[The records]
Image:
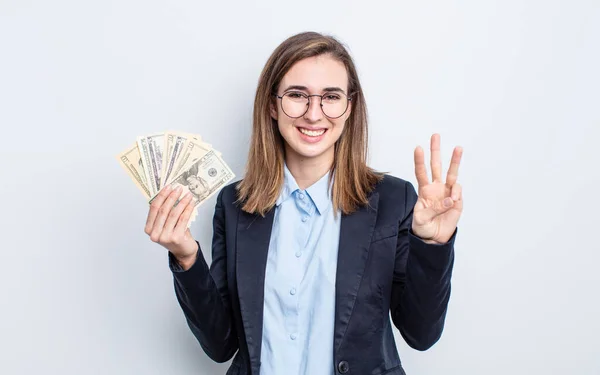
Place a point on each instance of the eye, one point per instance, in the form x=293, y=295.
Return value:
x=332, y=97
x=295, y=94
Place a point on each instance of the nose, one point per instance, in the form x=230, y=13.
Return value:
x=314, y=112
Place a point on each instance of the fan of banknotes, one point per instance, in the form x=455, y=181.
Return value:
x=177, y=159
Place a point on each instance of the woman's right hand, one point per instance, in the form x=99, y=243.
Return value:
x=167, y=224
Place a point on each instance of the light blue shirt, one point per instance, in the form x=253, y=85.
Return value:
x=299, y=302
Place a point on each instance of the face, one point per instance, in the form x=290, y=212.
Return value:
x=313, y=136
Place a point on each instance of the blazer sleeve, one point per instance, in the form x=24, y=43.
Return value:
x=202, y=293
x=421, y=282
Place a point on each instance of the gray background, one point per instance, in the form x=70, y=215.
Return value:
x=516, y=83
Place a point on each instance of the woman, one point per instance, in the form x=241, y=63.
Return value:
x=312, y=250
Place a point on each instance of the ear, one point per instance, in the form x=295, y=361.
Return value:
x=273, y=109
x=348, y=111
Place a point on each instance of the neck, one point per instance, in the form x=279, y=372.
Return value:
x=307, y=171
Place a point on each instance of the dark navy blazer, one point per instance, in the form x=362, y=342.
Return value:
x=383, y=270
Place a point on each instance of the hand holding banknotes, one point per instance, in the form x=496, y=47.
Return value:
x=167, y=224
x=176, y=172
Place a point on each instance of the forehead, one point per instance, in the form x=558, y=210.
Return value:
x=317, y=73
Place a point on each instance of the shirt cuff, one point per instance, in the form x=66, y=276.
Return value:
x=436, y=256
x=174, y=265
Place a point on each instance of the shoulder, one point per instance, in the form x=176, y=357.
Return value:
x=394, y=188
x=228, y=194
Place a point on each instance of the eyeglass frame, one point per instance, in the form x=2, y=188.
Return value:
x=348, y=98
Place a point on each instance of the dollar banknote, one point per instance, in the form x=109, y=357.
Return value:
x=178, y=159
x=131, y=161
x=203, y=178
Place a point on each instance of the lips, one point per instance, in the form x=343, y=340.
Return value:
x=312, y=132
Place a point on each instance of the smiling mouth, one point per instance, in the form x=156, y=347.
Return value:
x=312, y=133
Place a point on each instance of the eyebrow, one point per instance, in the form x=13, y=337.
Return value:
x=304, y=88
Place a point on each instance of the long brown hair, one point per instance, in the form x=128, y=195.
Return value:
x=353, y=180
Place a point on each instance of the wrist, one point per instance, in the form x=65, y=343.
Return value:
x=187, y=261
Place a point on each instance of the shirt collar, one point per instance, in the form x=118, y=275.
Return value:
x=319, y=192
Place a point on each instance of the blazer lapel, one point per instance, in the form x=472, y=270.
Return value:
x=355, y=236
x=252, y=243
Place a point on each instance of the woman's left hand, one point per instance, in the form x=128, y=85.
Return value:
x=439, y=204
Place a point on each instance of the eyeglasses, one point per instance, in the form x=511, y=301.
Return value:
x=295, y=104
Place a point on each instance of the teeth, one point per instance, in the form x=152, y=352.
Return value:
x=312, y=133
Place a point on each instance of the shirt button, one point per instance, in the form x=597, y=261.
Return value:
x=343, y=367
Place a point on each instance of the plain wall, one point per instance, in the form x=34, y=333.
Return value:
x=516, y=83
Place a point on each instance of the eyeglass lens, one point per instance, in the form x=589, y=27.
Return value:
x=295, y=104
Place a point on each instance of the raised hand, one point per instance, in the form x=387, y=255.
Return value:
x=440, y=204
x=167, y=224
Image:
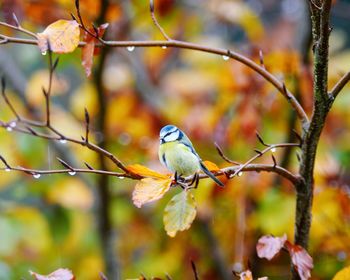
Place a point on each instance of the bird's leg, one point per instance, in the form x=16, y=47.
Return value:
x=177, y=181
x=195, y=181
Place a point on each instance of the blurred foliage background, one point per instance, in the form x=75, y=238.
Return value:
x=53, y=221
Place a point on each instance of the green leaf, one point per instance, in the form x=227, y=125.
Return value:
x=179, y=213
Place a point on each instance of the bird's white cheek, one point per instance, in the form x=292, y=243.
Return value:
x=172, y=137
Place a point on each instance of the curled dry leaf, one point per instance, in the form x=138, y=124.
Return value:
x=146, y=172
x=59, y=274
x=301, y=260
x=246, y=275
x=149, y=189
x=343, y=274
x=179, y=213
x=211, y=166
x=268, y=246
x=63, y=36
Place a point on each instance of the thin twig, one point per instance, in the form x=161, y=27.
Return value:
x=155, y=21
x=87, y=124
x=221, y=153
x=271, y=147
x=186, y=45
x=3, y=92
x=19, y=28
x=194, y=269
x=339, y=85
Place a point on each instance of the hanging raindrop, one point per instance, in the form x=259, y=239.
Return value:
x=225, y=57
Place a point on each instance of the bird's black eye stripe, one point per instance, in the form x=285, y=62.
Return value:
x=167, y=134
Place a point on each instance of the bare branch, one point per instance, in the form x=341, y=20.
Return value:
x=194, y=269
x=261, y=140
x=186, y=45
x=271, y=147
x=18, y=28
x=155, y=21
x=339, y=86
x=261, y=57
x=5, y=163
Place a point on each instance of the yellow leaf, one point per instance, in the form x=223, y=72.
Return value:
x=59, y=274
x=343, y=274
x=63, y=36
x=211, y=165
x=149, y=189
x=179, y=213
x=145, y=171
x=246, y=275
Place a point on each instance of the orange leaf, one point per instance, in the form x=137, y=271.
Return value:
x=59, y=274
x=149, y=189
x=301, y=260
x=246, y=275
x=211, y=165
x=89, y=49
x=268, y=246
x=63, y=36
x=145, y=171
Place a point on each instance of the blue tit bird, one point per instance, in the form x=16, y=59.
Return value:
x=176, y=152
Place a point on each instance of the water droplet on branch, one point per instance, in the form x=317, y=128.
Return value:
x=130, y=48
x=225, y=57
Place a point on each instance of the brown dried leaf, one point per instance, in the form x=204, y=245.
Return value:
x=59, y=274
x=149, y=189
x=268, y=246
x=63, y=36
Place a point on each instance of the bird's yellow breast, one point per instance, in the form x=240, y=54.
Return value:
x=178, y=158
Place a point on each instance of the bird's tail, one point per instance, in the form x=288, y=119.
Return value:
x=211, y=175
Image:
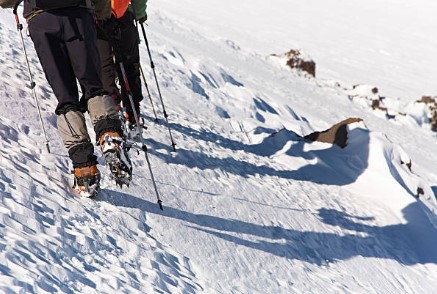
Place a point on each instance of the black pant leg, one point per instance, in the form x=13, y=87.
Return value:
x=46, y=32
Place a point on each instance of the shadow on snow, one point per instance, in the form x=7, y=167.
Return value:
x=410, y=243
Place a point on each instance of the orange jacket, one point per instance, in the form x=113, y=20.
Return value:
x=119, y=7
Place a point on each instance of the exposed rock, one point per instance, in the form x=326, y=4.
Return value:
x=337, y=134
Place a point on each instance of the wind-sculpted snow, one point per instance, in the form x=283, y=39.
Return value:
x=51, y=241
x=249, y=205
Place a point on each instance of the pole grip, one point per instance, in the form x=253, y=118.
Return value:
x=16, y=7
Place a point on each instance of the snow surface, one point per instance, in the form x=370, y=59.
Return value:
x=249, y=206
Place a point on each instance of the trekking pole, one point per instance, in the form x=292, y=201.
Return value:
x=148, y=93
x=32, y=83
x=137, y=120
x=152, y=65
x=142, y=72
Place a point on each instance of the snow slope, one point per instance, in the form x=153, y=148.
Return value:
x=249, y=206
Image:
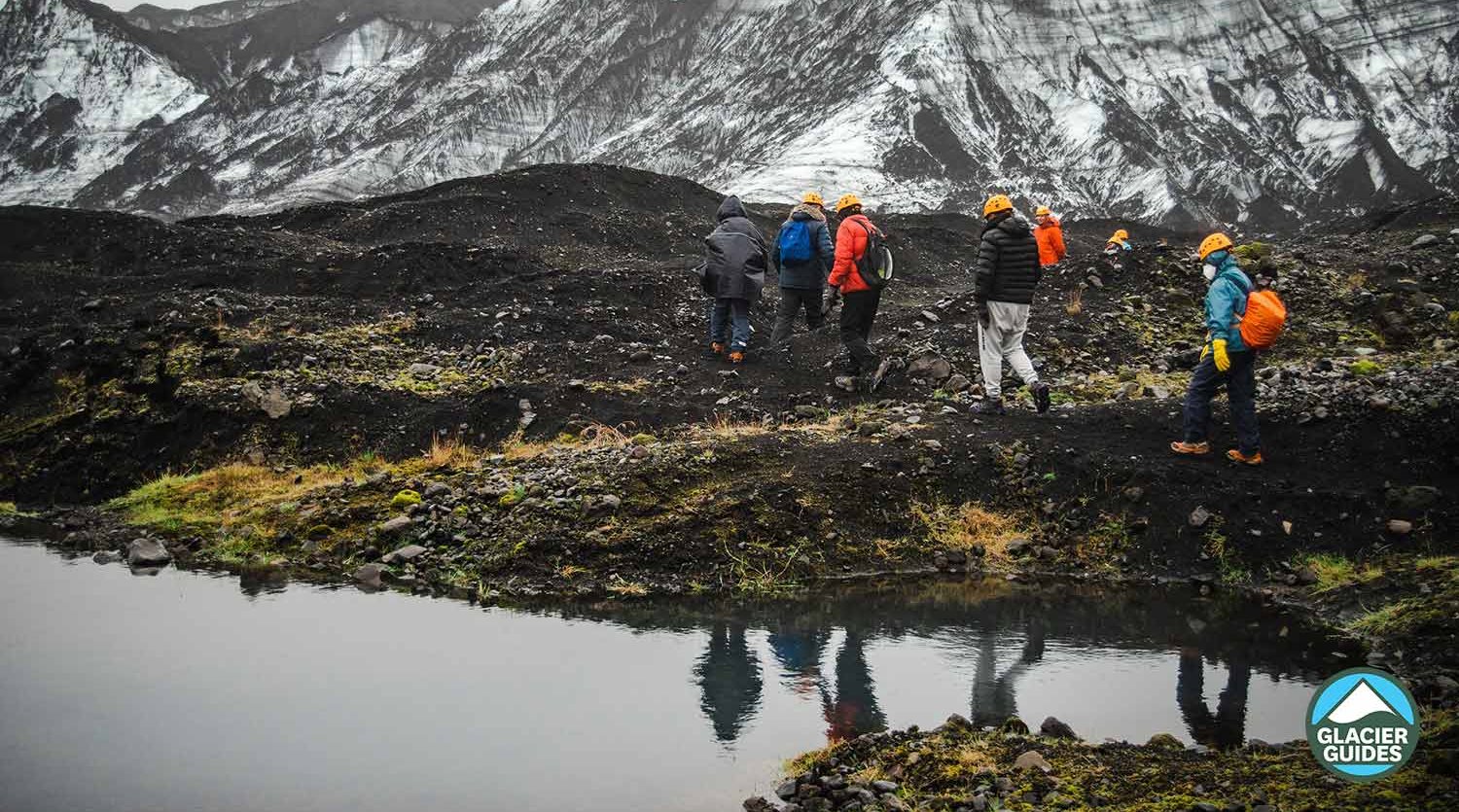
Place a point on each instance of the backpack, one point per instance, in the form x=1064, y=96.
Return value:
x=1263, y=320
x=875, y=265
x=796, y=242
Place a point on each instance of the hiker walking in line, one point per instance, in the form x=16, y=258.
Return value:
x=860, y=300
x=802, y=256
x=1225, y=362
x=1118, y=242
x=1050, y=238
x=1007, y=273
x=734, y=276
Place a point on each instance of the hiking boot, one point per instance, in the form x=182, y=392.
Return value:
x=880, y=375
x=989, y=406
x=1041, y=399
x=1234, y=455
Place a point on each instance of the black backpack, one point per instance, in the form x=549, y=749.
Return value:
x=875, y=265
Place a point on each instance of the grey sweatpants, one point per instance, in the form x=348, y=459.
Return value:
x=1003, y=340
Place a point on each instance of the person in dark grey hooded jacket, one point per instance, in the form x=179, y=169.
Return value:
x=734, y=276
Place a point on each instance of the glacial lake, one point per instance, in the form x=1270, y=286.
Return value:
x=190, y=691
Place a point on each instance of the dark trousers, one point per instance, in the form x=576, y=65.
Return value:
x=794, y=300
x=1240, y=390
x=730, y=318
x=858, y=311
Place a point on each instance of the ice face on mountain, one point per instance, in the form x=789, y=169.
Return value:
x=1178, y=113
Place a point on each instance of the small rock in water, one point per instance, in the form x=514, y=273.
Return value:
x=148, y=552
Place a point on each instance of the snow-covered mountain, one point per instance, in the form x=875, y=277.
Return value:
x=1175, y=111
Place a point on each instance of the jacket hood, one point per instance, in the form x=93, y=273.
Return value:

[Exercise description] In the records above, find each line holding "brown" and copy it.

[Exercise response]
Place a point on each instance of the long brown hair, one point per instance, in the form x=128, y=195.
Place a point on each instance of the brown dried leaf, one point per instance, in the form x=204, y=245.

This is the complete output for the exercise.